## WHAT IS EXPECTED:
Begin with the line where "Would you be able to pin the building" appears. Set down that line and the rest of the records below it exactly as given.

## AVAILABLE RECORDS:
==*==
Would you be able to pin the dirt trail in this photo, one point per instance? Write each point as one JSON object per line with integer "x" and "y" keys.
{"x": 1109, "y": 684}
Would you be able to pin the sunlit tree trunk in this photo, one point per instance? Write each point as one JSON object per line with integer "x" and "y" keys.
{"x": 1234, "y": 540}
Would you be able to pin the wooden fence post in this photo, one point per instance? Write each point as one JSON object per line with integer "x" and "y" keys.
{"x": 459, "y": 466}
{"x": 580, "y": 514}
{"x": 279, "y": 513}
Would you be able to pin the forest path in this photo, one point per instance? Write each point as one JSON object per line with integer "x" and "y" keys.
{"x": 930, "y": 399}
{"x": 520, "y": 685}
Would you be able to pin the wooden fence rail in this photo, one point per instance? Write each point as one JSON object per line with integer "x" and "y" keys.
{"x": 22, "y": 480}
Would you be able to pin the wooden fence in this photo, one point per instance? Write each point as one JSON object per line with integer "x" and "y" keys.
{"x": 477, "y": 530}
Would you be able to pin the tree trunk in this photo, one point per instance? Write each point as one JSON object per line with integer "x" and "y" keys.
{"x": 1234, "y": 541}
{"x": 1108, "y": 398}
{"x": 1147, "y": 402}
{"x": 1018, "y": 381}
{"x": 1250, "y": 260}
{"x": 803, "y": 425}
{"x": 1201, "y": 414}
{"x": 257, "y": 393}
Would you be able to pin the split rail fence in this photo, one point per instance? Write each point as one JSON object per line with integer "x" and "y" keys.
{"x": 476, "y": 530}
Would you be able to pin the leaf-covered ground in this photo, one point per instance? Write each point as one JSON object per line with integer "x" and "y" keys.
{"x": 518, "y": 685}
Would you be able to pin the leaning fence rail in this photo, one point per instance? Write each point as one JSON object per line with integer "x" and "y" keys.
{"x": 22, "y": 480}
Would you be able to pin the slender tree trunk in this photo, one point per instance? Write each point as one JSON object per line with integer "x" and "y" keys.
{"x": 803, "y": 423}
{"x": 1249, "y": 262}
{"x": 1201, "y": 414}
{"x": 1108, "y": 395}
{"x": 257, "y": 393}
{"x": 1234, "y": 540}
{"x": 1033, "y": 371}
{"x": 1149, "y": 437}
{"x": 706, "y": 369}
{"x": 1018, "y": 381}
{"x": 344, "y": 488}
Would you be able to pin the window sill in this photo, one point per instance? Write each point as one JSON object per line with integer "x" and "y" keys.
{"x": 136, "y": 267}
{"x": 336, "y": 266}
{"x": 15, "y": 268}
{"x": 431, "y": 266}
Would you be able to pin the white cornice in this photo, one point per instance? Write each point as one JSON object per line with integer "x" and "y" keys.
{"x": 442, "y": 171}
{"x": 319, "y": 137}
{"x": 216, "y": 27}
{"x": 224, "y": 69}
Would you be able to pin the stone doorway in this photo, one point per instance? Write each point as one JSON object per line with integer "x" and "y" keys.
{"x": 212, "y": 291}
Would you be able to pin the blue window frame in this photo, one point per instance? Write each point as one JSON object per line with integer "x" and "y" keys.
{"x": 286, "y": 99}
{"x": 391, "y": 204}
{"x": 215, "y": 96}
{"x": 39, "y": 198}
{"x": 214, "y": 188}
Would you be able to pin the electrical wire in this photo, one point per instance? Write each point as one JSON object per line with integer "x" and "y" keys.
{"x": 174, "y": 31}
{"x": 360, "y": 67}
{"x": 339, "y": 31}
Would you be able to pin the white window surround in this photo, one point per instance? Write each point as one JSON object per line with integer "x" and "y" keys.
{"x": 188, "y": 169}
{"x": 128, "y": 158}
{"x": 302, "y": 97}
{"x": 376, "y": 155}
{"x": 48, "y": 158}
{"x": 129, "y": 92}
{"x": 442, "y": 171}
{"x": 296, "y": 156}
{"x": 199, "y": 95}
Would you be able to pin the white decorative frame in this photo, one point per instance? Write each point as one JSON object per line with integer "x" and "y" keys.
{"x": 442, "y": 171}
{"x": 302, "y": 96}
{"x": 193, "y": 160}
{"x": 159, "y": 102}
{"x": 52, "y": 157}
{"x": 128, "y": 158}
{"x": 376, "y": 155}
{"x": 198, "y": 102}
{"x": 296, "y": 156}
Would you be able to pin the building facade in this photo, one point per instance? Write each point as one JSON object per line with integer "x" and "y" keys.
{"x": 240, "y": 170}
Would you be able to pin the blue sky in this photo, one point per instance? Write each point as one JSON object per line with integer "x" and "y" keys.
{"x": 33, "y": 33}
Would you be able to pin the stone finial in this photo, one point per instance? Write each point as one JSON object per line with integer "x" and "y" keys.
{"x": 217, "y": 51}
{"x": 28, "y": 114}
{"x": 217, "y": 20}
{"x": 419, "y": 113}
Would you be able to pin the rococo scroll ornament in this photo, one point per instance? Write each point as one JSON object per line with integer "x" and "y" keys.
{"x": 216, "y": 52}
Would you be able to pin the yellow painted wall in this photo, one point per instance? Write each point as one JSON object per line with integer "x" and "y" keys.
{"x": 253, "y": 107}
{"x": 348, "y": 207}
==*==
## WRITTEN REPLY:
Would you be able to pin the building facade in this photo, one point per instance? Write each point as one JSON object per line with integer "x" and "y" keys.
{"x": 240, "y": 170}
Would you be able to pin the blue sky in this photo, one point per instance? Write each point as one JSON object per line with integer "x" and "y" keys.
{"x": 33, "y": 33}
Would you be able to pin the stone finial in this photo, one point per instance? Write each point as one JSON object per line with integer "x" and "y" keys.
{"x": 217, "y": 51}
{"x": 28, "y": 114}
{"x": 217, "y": 20}
{"x": 419, "y": 113}
Would you be able to pin the rococo scroll ornament in this photo, one point per instance? Write each point as one JSON object per line with integer "x" and "y" keys.
{"x": 216, "y": 52}
Would you be able to pin the yellow painted wall in this photo, one point per instance? Write each point as one JSON object per line with integer "x" and "y" keys.
{"x": 253, "y": 107}
{"x": 348, "y": 207}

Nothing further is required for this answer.